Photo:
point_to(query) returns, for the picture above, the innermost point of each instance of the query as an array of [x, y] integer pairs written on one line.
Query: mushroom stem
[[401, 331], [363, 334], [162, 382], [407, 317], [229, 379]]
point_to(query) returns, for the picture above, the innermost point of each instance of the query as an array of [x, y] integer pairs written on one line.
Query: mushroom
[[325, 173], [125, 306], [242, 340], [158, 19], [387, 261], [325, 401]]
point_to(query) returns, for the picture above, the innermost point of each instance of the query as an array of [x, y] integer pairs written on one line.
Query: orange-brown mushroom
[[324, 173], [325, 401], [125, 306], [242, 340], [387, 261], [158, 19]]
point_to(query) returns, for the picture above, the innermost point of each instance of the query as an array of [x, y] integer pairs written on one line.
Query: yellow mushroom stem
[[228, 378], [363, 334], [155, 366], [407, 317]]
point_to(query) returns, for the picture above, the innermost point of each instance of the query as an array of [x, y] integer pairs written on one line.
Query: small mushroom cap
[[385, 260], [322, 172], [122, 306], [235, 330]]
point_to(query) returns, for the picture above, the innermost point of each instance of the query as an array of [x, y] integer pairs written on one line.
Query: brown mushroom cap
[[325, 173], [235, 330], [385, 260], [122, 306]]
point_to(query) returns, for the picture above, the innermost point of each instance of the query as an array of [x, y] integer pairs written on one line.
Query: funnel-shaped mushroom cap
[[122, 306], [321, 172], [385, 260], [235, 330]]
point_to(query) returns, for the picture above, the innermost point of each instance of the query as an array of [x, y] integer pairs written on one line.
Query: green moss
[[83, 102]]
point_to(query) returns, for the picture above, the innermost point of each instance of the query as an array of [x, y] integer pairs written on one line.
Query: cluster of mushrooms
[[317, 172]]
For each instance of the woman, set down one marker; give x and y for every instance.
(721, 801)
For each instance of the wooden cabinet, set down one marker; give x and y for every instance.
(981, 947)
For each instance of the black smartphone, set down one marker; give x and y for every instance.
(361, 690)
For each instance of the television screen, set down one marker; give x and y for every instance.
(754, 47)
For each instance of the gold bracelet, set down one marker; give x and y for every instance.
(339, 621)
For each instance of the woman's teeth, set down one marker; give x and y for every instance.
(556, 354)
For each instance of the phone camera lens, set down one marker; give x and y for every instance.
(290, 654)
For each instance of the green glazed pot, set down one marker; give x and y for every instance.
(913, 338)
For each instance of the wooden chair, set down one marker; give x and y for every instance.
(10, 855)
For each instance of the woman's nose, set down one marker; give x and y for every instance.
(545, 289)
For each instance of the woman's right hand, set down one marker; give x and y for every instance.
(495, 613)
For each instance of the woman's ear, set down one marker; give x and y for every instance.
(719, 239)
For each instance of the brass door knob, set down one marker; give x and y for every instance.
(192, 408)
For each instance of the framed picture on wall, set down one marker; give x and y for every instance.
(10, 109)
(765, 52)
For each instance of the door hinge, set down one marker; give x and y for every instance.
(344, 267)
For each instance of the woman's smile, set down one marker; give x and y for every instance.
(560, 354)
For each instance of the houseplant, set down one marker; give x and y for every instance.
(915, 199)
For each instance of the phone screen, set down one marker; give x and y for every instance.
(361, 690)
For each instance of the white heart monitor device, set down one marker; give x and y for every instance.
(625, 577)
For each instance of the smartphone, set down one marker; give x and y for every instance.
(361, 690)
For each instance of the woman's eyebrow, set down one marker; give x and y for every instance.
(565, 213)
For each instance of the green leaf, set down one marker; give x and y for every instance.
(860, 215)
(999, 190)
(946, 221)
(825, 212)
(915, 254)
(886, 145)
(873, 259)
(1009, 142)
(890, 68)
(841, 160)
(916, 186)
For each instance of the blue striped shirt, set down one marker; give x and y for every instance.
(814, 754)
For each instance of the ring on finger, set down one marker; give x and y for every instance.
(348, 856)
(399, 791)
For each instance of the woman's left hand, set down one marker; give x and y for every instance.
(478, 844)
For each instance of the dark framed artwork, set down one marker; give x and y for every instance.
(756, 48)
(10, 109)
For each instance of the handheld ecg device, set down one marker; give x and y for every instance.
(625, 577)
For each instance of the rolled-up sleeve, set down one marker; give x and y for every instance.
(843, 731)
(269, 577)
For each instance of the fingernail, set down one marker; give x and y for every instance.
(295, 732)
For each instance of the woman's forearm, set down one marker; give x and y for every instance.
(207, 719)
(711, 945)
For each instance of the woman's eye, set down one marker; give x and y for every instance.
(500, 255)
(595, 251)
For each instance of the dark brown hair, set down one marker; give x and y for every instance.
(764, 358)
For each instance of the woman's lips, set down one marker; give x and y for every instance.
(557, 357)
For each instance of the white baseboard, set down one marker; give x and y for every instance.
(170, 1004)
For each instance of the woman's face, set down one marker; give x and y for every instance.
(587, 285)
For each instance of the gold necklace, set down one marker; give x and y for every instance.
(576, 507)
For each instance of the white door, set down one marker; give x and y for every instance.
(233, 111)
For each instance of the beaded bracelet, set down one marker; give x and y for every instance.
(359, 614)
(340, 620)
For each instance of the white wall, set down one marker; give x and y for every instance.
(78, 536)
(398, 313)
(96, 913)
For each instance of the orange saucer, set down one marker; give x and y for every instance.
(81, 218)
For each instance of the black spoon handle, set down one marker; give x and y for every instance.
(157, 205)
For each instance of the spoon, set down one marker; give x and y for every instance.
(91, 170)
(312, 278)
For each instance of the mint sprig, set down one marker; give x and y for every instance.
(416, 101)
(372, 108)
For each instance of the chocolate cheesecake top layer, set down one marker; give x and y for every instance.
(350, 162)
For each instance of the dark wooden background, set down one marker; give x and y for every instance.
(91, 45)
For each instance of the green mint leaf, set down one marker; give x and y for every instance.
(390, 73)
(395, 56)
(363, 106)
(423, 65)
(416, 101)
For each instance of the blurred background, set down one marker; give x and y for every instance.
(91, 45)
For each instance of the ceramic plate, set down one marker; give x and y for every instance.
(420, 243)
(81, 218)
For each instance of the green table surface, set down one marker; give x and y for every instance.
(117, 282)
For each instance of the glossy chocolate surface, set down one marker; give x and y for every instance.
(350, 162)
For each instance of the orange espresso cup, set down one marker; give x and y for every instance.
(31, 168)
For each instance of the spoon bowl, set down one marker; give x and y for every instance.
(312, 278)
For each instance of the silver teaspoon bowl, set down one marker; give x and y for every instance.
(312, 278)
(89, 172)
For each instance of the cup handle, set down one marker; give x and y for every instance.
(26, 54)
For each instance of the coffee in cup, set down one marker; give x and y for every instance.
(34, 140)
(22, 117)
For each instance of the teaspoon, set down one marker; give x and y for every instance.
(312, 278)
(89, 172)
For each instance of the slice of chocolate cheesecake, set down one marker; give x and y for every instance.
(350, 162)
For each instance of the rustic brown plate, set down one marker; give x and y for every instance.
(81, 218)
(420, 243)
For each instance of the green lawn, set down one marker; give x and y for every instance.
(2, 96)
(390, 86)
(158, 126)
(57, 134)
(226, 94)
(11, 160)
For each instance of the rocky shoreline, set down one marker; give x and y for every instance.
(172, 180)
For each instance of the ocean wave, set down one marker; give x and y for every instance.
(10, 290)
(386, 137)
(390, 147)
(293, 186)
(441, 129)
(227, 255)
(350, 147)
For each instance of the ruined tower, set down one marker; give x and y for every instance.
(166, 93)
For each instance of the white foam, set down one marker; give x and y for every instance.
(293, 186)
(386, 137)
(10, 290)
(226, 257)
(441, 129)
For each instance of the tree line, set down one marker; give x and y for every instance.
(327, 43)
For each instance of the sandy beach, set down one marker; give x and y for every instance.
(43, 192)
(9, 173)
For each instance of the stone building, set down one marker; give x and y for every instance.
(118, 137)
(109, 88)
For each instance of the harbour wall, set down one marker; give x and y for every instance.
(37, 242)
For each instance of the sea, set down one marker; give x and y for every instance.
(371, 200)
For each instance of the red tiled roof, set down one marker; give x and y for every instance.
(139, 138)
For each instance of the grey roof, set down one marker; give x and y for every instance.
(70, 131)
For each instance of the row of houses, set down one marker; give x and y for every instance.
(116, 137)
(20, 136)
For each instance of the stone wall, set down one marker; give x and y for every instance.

WHAT IS BEING ASKED ▸ Give exactly the lines from the one with "For each instance of the tree" to the end of the entries, nothing before them.

RESPONSE ▸
For each instance of the tree line, set down one marker; give x and y for every instance.
(327, 43)
For each instance of the sandy beach, set down one marker; give x and y for every instance.
(43, 192)
(9, 173)
For each instance of the stone building, set down one marker; give x and y for every instance.
(118, 137)
(109, 88)
For each instance of the harbour wall, set down one marker; give x and y for every instance.
(37, 242)
For each instance of the sea, set down one marker; give x and y for every instance.
(371, 200)
For each instance of the red tiled roof, set down one marker; give x and y for every instance.
(139, 138)
For each instance of the grey roof, set down one marker; give x and y for every instance.
(70, 131)
For each instance of the row of houses, set down one marker; give x and y for every instance.
(116, 137)
(20, 136)
For each instance of the stone wall, set down one marker; give x and y for every instance.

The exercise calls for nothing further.